> _Instructions for the task_
Convert the listing into a Markdown table with the columns Row and Line, where Row holds a running number and Line holds the line itself, leaving out blank lines. Begin at the start of the listing and stop after the line that contains "255 112 L 252".

___

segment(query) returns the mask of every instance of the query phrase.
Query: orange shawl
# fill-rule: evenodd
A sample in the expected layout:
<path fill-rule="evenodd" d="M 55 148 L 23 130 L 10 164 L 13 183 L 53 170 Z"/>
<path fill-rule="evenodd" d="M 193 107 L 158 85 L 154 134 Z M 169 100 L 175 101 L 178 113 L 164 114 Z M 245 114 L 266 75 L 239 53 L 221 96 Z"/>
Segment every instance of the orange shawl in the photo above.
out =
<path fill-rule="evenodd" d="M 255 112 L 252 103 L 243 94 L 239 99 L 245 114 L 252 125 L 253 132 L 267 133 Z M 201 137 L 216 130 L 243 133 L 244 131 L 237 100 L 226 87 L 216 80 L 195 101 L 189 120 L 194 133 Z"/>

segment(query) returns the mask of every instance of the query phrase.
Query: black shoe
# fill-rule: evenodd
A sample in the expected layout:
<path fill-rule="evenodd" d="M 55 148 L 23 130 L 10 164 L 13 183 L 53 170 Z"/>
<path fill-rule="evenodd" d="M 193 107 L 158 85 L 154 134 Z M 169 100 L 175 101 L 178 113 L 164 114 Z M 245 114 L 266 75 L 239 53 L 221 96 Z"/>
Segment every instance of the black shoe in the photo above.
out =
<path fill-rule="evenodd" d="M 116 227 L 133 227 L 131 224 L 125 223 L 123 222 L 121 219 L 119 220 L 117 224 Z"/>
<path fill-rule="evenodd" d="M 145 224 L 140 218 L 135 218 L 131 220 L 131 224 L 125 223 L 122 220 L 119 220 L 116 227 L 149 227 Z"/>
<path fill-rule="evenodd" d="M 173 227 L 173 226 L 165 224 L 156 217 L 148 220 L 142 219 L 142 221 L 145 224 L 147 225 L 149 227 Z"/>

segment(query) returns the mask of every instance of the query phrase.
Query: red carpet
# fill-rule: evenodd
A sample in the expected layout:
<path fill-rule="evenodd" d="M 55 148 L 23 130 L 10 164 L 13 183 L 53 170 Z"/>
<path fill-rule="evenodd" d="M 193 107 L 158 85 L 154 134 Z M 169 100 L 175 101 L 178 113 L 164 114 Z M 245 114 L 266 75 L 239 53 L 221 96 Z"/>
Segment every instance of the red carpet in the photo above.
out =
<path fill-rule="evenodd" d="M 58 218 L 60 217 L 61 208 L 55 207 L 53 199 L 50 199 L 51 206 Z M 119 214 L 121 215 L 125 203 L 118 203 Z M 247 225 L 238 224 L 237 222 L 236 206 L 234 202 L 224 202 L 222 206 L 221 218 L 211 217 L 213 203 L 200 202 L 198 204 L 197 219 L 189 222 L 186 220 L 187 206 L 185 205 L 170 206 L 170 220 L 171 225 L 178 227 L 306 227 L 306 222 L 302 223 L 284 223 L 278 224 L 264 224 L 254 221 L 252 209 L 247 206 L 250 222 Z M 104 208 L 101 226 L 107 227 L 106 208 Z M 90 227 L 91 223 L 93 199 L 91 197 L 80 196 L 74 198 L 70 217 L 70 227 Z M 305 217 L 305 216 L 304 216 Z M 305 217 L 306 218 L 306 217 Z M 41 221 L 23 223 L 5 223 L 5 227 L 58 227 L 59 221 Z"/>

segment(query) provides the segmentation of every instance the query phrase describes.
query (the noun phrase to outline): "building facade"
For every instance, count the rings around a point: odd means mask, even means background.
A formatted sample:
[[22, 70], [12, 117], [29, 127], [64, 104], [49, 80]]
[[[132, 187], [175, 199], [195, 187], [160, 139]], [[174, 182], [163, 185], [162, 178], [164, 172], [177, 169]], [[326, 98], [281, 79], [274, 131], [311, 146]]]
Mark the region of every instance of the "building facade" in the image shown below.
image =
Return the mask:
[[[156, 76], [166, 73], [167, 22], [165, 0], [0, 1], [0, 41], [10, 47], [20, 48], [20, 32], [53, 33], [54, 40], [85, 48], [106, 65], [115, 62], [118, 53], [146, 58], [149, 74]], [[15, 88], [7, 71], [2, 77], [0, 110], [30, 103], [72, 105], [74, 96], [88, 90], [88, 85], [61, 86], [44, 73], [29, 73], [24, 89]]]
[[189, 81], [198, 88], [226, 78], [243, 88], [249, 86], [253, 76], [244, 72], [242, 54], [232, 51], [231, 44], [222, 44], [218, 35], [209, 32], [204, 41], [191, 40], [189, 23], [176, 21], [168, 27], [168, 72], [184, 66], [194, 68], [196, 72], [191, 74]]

___

> _Output of the exercise_
| Row | Line |
|---|---|
| 1 | segment(query) returns the mask of every instance of the query phrase. |
| 2 | Query: orange shawl |
| 3 | # fill-rule: evenodd |
| 4 | A sample in the expected layout: |
| 5 | <path fill-rule="evenodd" d="M 55 148 L 23 130 L 10 164 L 13 183 L 53 170 Z"/> |
| 6 | <path fill-rule="evenodd" d="M 193 107 L 158 85 L 154 134 Z M 169 100 L 175 101 L 178 113 L 164 114 Z M 245 114 L 266 75 L 239 53 L 221 96 Z"/> |
| 7 | Segment every instance of the orange shawl in the photo above. |
| 8 | out = |
| 9 | <path fill-rule="evenodd" d="M 255 112 L 252 103 L 243 94 L 239 99 L 245 114 L 252 125 L 253 132 L 267 133 Z M 201 137 L 216 130 L 243 133 L 244 131 L 237 100 L 226 87 L 216 80 L 195 101 L 189 120 L 194 133 Z"/> |